(What is being asked):
So that the copy matches the original, write out every entry exactly.

(Beginning of Information provided)

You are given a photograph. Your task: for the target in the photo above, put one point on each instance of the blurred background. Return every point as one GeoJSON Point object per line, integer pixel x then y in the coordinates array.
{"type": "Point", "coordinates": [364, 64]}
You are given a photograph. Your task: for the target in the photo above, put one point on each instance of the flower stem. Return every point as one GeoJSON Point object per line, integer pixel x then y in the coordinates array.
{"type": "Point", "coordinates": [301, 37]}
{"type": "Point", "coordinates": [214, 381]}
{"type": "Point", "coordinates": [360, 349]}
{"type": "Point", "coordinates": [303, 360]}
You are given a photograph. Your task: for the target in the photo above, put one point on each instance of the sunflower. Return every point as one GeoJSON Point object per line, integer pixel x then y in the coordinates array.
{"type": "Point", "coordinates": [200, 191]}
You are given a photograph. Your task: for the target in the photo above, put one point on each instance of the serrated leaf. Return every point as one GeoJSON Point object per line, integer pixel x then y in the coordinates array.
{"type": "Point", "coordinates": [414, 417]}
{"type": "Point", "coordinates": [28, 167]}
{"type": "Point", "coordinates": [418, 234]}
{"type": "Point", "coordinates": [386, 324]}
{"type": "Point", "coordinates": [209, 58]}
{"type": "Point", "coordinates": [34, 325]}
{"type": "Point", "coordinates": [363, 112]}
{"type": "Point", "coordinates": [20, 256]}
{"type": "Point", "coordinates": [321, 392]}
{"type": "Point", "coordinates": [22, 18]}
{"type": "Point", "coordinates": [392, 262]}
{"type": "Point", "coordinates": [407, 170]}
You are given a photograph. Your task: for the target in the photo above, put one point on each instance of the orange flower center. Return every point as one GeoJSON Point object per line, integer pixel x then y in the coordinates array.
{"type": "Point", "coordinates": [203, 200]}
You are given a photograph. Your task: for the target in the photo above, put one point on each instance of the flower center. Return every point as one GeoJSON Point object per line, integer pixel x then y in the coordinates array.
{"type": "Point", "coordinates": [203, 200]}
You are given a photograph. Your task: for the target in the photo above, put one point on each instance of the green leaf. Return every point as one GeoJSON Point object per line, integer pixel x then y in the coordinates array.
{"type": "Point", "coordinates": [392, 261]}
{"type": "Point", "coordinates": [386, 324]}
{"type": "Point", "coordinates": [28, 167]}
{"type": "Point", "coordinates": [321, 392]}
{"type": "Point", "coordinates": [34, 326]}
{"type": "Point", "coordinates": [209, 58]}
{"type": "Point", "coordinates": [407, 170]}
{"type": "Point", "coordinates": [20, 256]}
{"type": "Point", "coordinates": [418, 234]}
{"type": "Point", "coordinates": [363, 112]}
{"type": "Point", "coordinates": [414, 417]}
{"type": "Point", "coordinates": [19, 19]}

(End of Information provided)

(Response):
You are given a photograph. Your task: for the target in the photo above, put one point on each instance of the blurred background. Return every point as one GeoJSON Point object per line, integer pixel x then y in the coordinates array.
{"type": "Point", "coordinates": [364, 64]}
You are given a photograph. Your task: for the target in the photo above, put one point on each instance of the flower stem. Return every point as one GeoJSON Point object per line, integer pixel x then y in the coordinates array.
{"type": "Point", "coordinates": [301, 37]}
{"type": "Point", "coordinates": [214, 381]}
{"type": "Point", "coordinates": [360, 349]}
{"type": "Point", "coordinates": [303, 360]}
You are given a photograph. Your task: for the target in the photo above, put one point on each instance of the sunflower. Return every point as one GeoJSON Point object per line, integer pixel x then y in the coordinates array.
{"type": "Point", "coordinates": [200, 191]}
You are given a photograph. Your task: for the target in the photo above, put one point on each instance of the serrated leaf. Return every point as one GeoJSON Point object per line, integer pixel x then y in the coordinates array.
{"type": "Point", "coordinates": [414, 417]}
{"type": "Point", "coordinates": [28, 167]}
{"type": "Point", "coordinates": [418, 234]}
{"type": "Point", "coordinates": [386, 324]}
{"type": "Point", "coordinates": [209, 58]}
{"type": "Point", "coordinates": [34, 325]}
{"type": "Point", "coordinates": [363, 112]}
{"type": "Point", "coordinates": [20, 256]}
{"type": "Point", "coordinates": [321, 392]}
{"type": "Point", "coordinates": [22, 18]}
{"type": "Point", "coordinates": [392, 262]}
{"type": "Point", "coordinates": [407, 170]}
You are given a photograph. Your task: for the target in the photo above, put one point on each instance of the orange flower center. Return every point as one GeoJSON Point object per line, integer pixel x then y in the coordinates array.
{"type": "Point", "coordinates": [203, 200]}
You are given a photograph. Your task: for the target in the photo above, put one point on each instance of the flower center. Return every point as one GeoJSON Point object per line, integer pixel x then y in the coordinates array.
{"type": "Point", "coordinates": [203, 200]}
You are given a photograph. Your task: for the target in the photo above, put one point on each instance of the green leaf. Return every point as one GeoJSON Point object per line, integer pixel x then y in the coordinates array.
{"type": "Point", "coordinates": [392, 261]}
{"type": "Point", "coordinates": [386, 324]}
{"type": "Point", "coordinates": [28, 167]}
{"type": "Point", "coordinates": [321, 392]}
{"type": "Point", "coordinates": [34, 326]}
{"type": "Point", "coordinates": [209, 58]}
{"type": "Point", "coordinates": [407, 170]}
{"type": "Point", "coordinates": [20, 256]}
{"type": "Point", "coordinates": [418, 234]}
{"type": "Point", "coordinates": [363, 112]}
{"type": "Point", "coordinates": [414, 417]}
{"type": "Point", "coordinates": [19, 19]}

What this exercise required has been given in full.